### CONSEGNE
A. Rispondi alle seguenti domande basandoti sul testo fornito, indicando ogni risposta con lo stesso numero della domanda.
(i) Con quali automobili Waymo condurrà i test a Londra?
(ii) In quale anno si intende lanciare il servizio commerciale senza guidatore?
(iii) Quale rotatoria londinese viene citata come esempio?
B. Stabilisci se ciascuna affermazione concorda con il testo fornito, rispondendo sì o no e citando le parole decisive del testo.
(i) Londra è la prima espansione di Waymo fuori dal Nord America.
(ii) I test inizieranno senza conducente di sicurezza.
(iii) La guida a sinistra è presentata come l'unico ostacolo a Londra.

### TESTO FORNITO
Un’operazione che rappresenta la prima espansione in Europa e una scommessa per la tecnologia in una delle metropoli più complesse al mondo, sostenuta da un quadro normativo britannico favorevole e da una fase di test iniziale

[In pillole] La sintesi per chi va di fretta:
Waymo, la società di Alphabet, ha annunciato l'espansione dei suoi robotaxi a Londra, la prima fuori dal Nord America e in Europa. Le Jaguar I-Pace autonome inizieranno i test con conducente di sicurezza nelle prossime settimane. L'obiettivo è lanciare il servizio commerciale senza guidatore nel 2026. Londra rappresenta una scommessa cruciale per la guida autonoma, grazie anche al suo contesto normativo favorevole.
La sfida londinese e il contesto normativo
Affrontare Londra significa mettere alla prova la tecnologia in condizioni estreme. La guida a sinistra è solo l’ostacolo più evidente.
La città è un labirinto di strade strette e irregolari, rotatorie complesse come la famigerata Magic Roundabout, e un flusso di traffico caotico, a cui si aggiungono le condizioni meteorologiche notoriamente variabili e una densità di pedoni e ciclisti tra le più alte d’Europa.
Superare una prova del genere significherebbe per Waymo poter affermare, con una certa autorevolezza, che la sua tecnologia è pronta per quasi ogni contesto urbano.

### RACCOLTA DEI DATI
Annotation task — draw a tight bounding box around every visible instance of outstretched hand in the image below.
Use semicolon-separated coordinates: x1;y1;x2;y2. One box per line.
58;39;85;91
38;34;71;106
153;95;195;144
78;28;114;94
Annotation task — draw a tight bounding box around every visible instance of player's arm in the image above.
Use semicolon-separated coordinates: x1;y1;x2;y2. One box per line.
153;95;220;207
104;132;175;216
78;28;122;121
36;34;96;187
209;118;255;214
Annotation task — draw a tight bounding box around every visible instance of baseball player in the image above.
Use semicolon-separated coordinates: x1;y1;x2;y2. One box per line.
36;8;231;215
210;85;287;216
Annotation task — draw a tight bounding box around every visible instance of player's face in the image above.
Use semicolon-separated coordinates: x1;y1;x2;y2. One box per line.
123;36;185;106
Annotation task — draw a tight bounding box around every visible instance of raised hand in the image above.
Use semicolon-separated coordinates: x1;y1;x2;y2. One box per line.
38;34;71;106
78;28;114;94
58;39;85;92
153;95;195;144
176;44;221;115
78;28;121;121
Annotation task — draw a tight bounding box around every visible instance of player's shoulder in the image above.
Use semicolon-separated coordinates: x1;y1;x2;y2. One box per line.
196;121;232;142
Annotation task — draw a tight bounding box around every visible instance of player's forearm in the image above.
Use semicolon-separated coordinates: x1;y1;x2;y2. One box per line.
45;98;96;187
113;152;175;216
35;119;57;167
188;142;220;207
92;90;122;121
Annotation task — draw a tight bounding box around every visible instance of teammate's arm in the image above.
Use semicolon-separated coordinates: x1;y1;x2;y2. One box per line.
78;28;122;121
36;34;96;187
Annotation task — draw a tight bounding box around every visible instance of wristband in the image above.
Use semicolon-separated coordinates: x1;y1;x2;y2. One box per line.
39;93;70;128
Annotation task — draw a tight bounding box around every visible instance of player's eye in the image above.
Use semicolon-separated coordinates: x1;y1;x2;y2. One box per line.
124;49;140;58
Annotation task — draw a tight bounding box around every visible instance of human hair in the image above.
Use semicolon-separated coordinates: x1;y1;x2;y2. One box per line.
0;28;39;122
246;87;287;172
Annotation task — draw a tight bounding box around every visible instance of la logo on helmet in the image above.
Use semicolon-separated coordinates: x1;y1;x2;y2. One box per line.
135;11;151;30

### SOLUZIONI
A.
(i) Con le Jaguar I-Pace autonome.
(ii) Nel 2026.
(iii) La Magic Roundabout.

B.
(i) Sì: "la prima fuori dal Nord America e in Europa".
(ii) No: "inizieranno i test con conducente di sicurezza nelle prossime settimane".
(iii) No: "La guida a sinistra è solo l’ostacolo più evidente."